**Records for identifying positions:**
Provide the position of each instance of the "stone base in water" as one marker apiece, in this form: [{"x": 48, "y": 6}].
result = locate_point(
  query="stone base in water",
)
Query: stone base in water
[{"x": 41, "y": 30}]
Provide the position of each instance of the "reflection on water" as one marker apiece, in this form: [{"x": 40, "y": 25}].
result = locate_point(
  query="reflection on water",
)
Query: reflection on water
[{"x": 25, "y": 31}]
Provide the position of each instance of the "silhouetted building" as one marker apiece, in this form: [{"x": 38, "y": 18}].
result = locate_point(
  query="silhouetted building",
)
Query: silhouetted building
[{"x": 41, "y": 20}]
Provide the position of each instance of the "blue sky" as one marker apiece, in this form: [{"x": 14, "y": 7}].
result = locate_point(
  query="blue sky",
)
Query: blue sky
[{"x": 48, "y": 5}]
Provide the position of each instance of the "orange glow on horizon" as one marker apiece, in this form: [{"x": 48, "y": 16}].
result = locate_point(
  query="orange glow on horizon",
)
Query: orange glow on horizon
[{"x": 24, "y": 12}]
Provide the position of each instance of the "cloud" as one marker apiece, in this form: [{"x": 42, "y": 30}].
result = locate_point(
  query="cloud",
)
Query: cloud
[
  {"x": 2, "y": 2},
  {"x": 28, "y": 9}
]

* * *

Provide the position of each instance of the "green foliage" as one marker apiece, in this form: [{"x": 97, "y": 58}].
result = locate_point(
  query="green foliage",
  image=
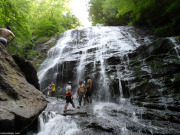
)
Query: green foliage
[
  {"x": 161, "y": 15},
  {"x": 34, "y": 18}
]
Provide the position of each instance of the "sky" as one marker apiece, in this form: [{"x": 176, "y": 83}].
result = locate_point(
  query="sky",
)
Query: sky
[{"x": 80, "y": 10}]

==

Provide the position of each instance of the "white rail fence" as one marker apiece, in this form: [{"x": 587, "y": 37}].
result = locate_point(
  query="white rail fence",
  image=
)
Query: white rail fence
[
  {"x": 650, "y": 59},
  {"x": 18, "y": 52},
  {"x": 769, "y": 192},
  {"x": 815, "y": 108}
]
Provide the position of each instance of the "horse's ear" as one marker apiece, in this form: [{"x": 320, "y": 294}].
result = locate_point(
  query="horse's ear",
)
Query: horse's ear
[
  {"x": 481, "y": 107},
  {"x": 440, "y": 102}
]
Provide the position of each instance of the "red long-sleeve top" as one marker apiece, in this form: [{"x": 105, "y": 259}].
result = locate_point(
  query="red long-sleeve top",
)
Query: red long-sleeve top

**The task:** Please report each line in the records above that contains the word "glow", copying every such line in full.

**The result:**
Provide the position of each instance of the "orange glow on horizon" as one marker apiece, in this form: [{"x": 48, "y": 16}].
  query="orange glow on horizon",
Query: orange glow on horizon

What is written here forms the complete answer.